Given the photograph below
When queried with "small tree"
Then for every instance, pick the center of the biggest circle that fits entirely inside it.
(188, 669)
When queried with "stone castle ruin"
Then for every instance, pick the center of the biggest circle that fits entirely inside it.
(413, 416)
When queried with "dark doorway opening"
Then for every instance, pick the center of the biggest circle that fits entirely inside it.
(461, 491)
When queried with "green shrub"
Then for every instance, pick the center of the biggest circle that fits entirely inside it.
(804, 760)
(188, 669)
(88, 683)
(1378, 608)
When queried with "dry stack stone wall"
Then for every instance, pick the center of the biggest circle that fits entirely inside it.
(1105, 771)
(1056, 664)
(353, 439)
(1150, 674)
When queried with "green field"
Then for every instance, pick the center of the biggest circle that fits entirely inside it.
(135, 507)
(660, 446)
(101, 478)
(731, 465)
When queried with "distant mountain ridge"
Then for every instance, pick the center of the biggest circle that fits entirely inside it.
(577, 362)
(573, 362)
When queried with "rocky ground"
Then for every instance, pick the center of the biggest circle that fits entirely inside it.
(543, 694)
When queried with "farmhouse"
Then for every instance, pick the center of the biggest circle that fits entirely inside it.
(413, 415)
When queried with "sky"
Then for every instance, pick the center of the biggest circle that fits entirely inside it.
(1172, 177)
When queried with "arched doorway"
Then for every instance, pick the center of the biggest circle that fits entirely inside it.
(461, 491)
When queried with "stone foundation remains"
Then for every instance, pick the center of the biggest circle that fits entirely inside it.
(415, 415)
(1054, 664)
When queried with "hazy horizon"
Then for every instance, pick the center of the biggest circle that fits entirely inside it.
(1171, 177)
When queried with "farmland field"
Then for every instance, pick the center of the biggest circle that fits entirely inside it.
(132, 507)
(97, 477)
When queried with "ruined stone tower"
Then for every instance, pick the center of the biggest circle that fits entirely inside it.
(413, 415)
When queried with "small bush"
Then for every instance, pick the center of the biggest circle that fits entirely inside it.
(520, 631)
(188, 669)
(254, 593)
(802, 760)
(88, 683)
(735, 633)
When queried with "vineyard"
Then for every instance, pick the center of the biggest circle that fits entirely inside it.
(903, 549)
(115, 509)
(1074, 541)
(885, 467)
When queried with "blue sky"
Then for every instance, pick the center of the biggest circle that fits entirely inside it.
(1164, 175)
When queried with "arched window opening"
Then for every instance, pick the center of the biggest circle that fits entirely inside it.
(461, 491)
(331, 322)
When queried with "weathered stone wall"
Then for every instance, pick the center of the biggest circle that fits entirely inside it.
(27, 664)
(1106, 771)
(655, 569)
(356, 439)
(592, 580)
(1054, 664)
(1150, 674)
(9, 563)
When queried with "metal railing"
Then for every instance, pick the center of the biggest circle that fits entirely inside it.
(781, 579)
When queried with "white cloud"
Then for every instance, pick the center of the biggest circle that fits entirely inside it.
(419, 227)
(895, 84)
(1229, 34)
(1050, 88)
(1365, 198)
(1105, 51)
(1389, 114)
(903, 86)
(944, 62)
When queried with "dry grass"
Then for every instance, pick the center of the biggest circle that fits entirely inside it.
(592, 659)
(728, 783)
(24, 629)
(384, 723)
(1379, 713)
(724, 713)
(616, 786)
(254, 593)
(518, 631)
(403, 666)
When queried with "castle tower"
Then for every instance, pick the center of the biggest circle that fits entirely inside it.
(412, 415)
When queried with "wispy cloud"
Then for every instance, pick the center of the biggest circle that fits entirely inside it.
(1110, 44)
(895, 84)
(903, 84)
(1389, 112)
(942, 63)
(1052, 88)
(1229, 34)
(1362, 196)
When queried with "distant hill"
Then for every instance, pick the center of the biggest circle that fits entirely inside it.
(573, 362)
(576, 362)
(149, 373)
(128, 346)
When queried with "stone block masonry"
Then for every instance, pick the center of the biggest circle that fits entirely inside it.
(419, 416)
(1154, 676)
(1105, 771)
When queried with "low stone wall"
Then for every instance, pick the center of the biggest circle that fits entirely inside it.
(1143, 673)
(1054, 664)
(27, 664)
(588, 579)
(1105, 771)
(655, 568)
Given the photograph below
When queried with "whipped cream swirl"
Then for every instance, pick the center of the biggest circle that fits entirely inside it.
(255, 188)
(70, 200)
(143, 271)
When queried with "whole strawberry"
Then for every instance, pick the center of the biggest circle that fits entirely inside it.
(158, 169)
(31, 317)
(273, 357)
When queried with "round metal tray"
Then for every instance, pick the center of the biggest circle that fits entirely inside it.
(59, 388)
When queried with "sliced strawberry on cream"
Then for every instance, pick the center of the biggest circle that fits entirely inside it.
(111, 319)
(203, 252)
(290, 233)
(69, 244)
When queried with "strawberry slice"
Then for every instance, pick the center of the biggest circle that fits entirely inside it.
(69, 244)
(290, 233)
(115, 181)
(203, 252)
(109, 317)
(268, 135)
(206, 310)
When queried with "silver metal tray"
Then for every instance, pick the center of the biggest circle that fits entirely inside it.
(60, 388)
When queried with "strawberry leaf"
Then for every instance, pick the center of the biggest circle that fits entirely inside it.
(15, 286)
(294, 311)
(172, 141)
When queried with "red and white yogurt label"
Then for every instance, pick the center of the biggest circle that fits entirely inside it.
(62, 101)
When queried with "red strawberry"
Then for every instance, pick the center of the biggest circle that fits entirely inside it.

§ What this task involves:
Repeat the data precisely, line by line.

§ Final result:
Given the photograph below
When queried with "small tree"
Then for every instance, pick the center of the biggest circle that fits entirely inside it.
(188, 669)
When queried with "stone castle ruin"
Then for every instance, pick the center of the biggest circle that fits entirely inside it.
(413, 416)
When queried with "dark doorway opening"
Then for every instance, pick the center of the biggest circle that fits entirely inside it.
(461, 491)
When queried with "green shrub"
Then for every instance, pick the center of the biggest circle that fits entirely inside it.
(804, 760)
(188, 669)
(88, 683)
(1378, 608)
When queried with "dry stack stone wall"
Then for every instance, pick the center of the biggest circle that fits entirely inside it.
(1105, 771)
(1056, 664)
(353, 439)
(1150, 674)
When queried with "green field"
Then for every instance, pick the center of the biggest circle that fits entirely inside it.
(135, 507)
(660, 446)
(101, 478)
(731, 465)
When queried with "distant mountain ridge"
Then for every instance, pick the center of the biggest circle that fits entirely inside it.
(577, 362)
(573, 362)
When queried with "rocky ground"
Then for every instance, pick the center of the biggest circle that fits entirely inside it.
(543, 694)
When queried with "farmhouse"
Then for every instance, pick the center of the biggest circle that fits entirely inside it.
(413, 415)
When queried with "sky"
Then for every instance, pick the center of the biggest circle that fits entirely inside it.
(1172, 177)
When queried with "arched doorway"
Then for every instance, pick the center of the biggest circle that fits entirely inside it.
(461, 491)
When queried with "stone foundation remains"
Then for every instance, pick the center of the biggest circle that fits entirely inside it.
(415, 415)
(1054, 664)
When queried with "hazy horizon"
Then for every instance, pick the center of the biggest circle that fits entirely inside it.
(1171, 177)
When queried with "farmland field"
Then for every instance, pick the center of the biggest circle that fits entirely inside it.
(132, 507)
(97, 477)
When queried with "ruined stone tower"
Then for every instance, pick the center of the biggest circle that fits entirely inside it.
(413, 415)
When queried with "small bush"
Then for every instance, pick the center of the biggest circle that fits entirely inside it.
(520, 631)
(188, 669)
(254, 593)
(802, 760)
(88, 683)
(735, 633)
When queried with "vineyard"
Then for every instance, pick the center of the biggest circle that fits entirely inside it.
(903, 549)
(115, 509)
(1074, 541)
(885, 467)
When queried with "blue sky"
Then for every instance, pick the center of the biggest circle that fits entirely inside it.
(1164, 175)
When queried with "arched window opening"
Then for every instance, pick the center of the biggest circle that fits entirely inside it.
(461, 491)
(331, 322)
When queried with "weathered stone wall"
Then for every instance, pick the center of the biggest circle that fits entirely inside it.
(27, 664)
(1106, 771)
(655, 569)
(356, 439)
(592, 580)
(1054, 664)
(1150, 674)
(9, 563)
When queried with "metal railing"
Then for every instance, pick the center of the biggest circle that fits entirely inside it.
(781, 579)
When queried with "white cloud"
Then for every instance, pick the center of the biggest circle that fits entirely inside it.
(419, 227)
(895, 84)
(1229, 34)
(1050, 88)
(1365, 198)
(1105, 51)
(1389, 114)
(903, 86)
(944, 62)
When queried with "dry grass"
Then for every instance, pick the center of the biggest circle that fits entirely inside it.
(592, 659)
(728, 783)
(24, 629)
(384, 723)
(1379, 713)
(724, 713)
(616, 786)
(254, 593)
(518, 631)
(403, 666)
When queried with "castle tower"
Then for every instance, pick the center of the biggest circle that fits entirely inside it.
(412, 415)
When queried with "wispy cloud"
Then for every instance, pick the center of the biggest circle that fits entirely inside it.
(1110, 44)
(895, 84)
(903, 84)
(1389, 112)
(942, 63)
(1052, 88)
(1229, 34)
(1362, 196)
When queried with "distant hill"
Then for every instance, pick the center of the biggest circle that fits entirely inside it.
(573, 362)
(576, 362)
(149, 373)
(128, 346)
When queried with "stone block masonry"
Then for every instance, pick the center of the biggest circle that fits entirely inside it.
(419, 416)
(1154, 676)
(1105, 771)
When queried with "low stone wall"
Then for every instance, pick the center of the biggest circle that fits entirely inside it.
(1143, 673)
(1054, 664)
(27, 664)
(588, 579)
(1105, 771)
(655, 568)
Given the photograph below
When queried with "whipped cream swirl"
Then for every instance, pick the center of the biggest circle that fits entirely inside it.
(255, 188)
(70, 200)
(143, 271)
When queried with "whole strawberry"
Then for every instance, pick the center of the biggest circle that fits entirely inside it.
(158, 169)
(31, 317)
(273, 357)
When queried with "round metal tray"
Then for every instance, pick the center of the biggest circle that fits entirely inside it.
(59, 388)
When queried with "sliced strawberry on cream"
Then for every instance, pick the center of the biggest circle that fits entirely inside it.
(111, 319)
(203, 252)
(290, 233)
(69, 244)
When queried with "strawberry slice"
Then for every instance, pick the center of the biggest circle that fits entirely inside it.
(69, 244)
(290, 233)
(115, 181)
(203, 252)
(109, 317)
(268, 135)
(206, 310)
When queried with "silver metal tray"
Then for every instance, pick the center of the biggest circle that fits entirely inside it.
(60, 388)
When queried with "strawberry leaf"
Then for every instance, pick the center of the biggest circle that fits entirely inside it.
(15, 286)
(294, 311)
(172, 141)
When queried with "red and white yogurt label"
Then for every instance, pick the center of the biggest circle that fits entirely inside it.
(62, 101)
When queried with "red strawberry"
Then for every instance, pick the center of the biggest circle that fits entirely inside it.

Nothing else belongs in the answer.